» Instructions to follow:
Reproduce the entries below in full, word for word.
====
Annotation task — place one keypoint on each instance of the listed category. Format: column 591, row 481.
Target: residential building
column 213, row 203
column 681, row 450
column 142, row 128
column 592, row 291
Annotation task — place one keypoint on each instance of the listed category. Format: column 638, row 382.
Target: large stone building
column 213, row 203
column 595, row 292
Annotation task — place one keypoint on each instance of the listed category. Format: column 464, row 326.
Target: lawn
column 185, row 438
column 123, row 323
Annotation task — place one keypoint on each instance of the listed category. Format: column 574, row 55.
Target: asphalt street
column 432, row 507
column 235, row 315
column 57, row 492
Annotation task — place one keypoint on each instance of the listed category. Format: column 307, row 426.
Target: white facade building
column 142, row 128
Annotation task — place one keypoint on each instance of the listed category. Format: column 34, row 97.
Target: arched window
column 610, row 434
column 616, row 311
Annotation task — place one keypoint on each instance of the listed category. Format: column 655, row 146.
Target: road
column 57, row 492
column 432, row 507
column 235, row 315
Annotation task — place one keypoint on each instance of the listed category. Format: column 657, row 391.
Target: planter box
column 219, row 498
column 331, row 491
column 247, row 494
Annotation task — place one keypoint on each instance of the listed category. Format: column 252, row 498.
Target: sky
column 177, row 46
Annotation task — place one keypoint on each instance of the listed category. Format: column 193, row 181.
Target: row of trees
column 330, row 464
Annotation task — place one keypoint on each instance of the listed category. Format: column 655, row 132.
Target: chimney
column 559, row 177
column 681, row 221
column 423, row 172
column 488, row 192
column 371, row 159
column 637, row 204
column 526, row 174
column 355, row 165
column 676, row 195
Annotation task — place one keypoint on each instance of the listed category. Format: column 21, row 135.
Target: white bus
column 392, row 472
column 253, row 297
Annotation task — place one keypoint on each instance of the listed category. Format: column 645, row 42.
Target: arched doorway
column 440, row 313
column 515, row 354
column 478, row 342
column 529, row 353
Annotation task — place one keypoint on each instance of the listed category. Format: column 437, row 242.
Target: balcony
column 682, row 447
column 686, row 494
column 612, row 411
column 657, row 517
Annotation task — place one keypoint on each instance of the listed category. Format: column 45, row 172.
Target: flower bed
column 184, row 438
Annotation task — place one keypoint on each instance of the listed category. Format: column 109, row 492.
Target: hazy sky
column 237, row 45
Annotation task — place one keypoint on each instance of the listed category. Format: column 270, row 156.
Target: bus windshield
====
» Task output:
Annotation task — place one keypoint on each instance of the listed category. Format: column 591, row 481.
Target: residential building
column 213, row 203
column 681, row 450
column 142, row 128
column 592, row 291
Annotation task — place one keypoint on each instance of the listed category. Format: column 638, row 382.
Target: large stone building
column 213, row 203
column 595, row 292
Annotation task — place one keypoint on each instance of the listed category. Format: column 464, row 326.
Target: lawn
column 185, row 438
column 123, row 323
Annotation task — place one keypoint on each instance of the listed category. Format: column 574, row 55.
Target: asphalt street
column 432, row 507
column 235, row 315
column 57, row 492
Annotation task — place one keypoint on each instance of the listed category. Format: column 307, row 426.
Target: white facade building
column 142, row 128
Annotation task — place one keypoint on each instance of the listed category. Format: column 34, row 97.
Target: arched window
column 610, row 434
column 616, row 311
Annotation task — place one keypoint on each instance of the listed category. Format: column 655, row 146.
Target: road
column 57, row 492
column 432, row 507
column 235, row 315
Annotation task — place one keypoint on each instance of the listed category. Format: column 657, row 391.
Target: planter box
column 219, row 498
column 331, row 491
column 247, row 494
Annotation task — place one keypoint on each instance of the listed category. Format: column 252, row 498.
Target: sky
column 177, row 46
Annotation task — place one keypoint on each instance of the listed category. Format: column 193, row 181.
Target: row of trees
column 330, row 464
Annotation task — place one keypoint on each instance of the listed category. Format: column 655, row 132.
Target: chimney
column 559, row 177
column 681, row 221
column 423, row 172
column 488, row 192
column 371, row 159
column 637, row 204
column 526, row 174
column 355, row 165
column 676, row 195
Annotation task — place one keypoint on each instance of the listed category. Format: column 21, row 135.
Target: white bus
column 392, row 472
column 253, row 297
Annotation task — place one keypoint on each instance of the listed category. Format: column 645, row 42.
Target: arched doorway
column 440, row 313
column 515, row 354
column 478, row 342
column 529, row 353
Annotation task — place one keypoint on each instance of the listed category. Format: column 437, row 242.
Target: balcony
column 682, row 447
column 686, row 494
column 612, row 411
column 657, row 517
Annotation task — place one keypoint on each instance of the listed category. Format: column 45, row 172.
Target: flower bed
column 184, row 438
Annotation task — place one keypoint on each instance of the listed category. Format: column 109, row 492.
Target: hazy sky
column 237, row 45
Annotation task — place one keypoint on each instance of the listed category. Format: column 270, row 156.
Target: bus windshield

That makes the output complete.